Identify all lines in the listing that include the word "crowd", and copy them out.

*WORKING DATA*
┏━━
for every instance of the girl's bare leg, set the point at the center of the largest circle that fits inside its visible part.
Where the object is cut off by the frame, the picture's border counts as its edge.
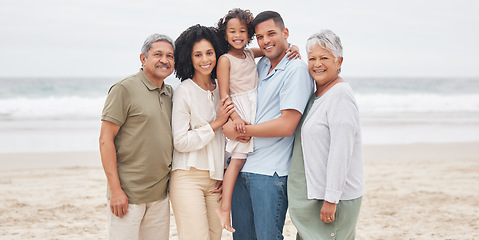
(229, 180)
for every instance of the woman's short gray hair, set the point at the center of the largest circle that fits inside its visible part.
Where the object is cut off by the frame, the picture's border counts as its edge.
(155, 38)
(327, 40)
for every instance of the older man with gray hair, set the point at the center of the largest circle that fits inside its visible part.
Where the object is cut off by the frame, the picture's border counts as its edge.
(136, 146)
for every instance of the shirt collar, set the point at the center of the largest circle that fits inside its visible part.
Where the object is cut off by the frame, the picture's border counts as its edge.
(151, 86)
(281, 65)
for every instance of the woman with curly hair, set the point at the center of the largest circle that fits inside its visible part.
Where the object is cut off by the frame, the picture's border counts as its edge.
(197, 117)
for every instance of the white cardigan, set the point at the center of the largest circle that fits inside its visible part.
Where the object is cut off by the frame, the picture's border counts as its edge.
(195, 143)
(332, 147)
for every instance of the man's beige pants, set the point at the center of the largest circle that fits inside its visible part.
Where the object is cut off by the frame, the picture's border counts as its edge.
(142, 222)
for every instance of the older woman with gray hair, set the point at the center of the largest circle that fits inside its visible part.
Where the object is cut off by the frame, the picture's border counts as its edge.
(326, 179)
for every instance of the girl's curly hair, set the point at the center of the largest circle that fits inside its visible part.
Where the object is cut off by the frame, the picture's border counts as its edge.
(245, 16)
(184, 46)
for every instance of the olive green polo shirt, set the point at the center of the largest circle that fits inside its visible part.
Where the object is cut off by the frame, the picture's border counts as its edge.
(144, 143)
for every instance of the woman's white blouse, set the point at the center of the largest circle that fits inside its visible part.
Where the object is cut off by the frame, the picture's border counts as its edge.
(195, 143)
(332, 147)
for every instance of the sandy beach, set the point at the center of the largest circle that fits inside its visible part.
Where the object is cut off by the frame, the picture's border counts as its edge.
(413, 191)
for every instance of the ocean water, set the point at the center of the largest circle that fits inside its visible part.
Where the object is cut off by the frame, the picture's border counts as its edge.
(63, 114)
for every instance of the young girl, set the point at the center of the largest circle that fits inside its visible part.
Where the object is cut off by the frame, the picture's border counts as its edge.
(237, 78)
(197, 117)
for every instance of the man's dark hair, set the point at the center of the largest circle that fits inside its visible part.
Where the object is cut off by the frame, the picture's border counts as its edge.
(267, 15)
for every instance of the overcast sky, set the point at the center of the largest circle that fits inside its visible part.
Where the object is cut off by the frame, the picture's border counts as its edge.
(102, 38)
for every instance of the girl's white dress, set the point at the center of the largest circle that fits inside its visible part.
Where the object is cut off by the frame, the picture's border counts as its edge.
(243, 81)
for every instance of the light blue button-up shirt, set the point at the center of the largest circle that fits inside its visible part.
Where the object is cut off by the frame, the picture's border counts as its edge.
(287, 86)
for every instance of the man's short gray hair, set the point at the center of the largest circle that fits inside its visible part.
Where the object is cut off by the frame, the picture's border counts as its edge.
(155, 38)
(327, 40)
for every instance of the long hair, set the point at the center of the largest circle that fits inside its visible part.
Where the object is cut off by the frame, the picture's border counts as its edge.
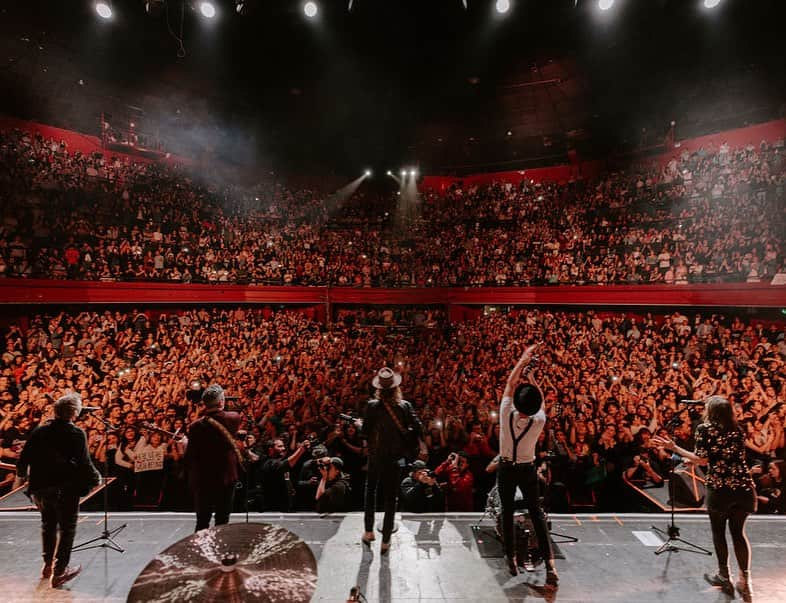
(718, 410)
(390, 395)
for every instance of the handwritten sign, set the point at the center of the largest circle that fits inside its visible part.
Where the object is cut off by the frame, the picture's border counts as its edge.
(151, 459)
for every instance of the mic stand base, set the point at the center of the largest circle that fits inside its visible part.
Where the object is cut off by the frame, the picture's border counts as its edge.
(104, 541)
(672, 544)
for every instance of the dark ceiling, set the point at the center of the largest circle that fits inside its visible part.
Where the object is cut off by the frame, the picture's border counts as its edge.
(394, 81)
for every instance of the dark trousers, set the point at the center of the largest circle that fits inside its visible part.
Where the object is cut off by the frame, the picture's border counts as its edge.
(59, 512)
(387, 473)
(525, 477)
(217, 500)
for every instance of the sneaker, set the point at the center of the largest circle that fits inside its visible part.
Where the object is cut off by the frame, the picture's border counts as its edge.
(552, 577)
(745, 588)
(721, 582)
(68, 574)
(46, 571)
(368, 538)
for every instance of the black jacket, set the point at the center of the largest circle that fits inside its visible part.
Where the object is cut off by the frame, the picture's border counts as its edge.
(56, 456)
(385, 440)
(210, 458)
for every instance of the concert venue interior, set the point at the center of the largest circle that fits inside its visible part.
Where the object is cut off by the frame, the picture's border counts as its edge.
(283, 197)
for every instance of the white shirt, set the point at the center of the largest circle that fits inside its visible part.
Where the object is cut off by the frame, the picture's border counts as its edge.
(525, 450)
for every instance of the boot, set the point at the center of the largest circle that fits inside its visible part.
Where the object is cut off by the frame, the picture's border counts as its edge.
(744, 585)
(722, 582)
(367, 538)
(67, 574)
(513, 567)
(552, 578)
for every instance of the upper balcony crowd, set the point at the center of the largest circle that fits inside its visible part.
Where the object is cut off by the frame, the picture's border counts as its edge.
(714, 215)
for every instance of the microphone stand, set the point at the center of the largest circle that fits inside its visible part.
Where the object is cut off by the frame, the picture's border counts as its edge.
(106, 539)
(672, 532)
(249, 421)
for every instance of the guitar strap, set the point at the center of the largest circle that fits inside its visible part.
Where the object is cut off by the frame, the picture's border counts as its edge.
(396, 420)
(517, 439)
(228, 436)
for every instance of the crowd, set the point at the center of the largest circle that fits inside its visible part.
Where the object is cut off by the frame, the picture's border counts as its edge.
┗━━
*ANSWER SECTION*
for every instance of the upper balcony crowd, set the point at the center of the largest circle that fits inside its visible part.
for every instance of the crowd, set the point at the center of the largest circle that fits inside its visible part.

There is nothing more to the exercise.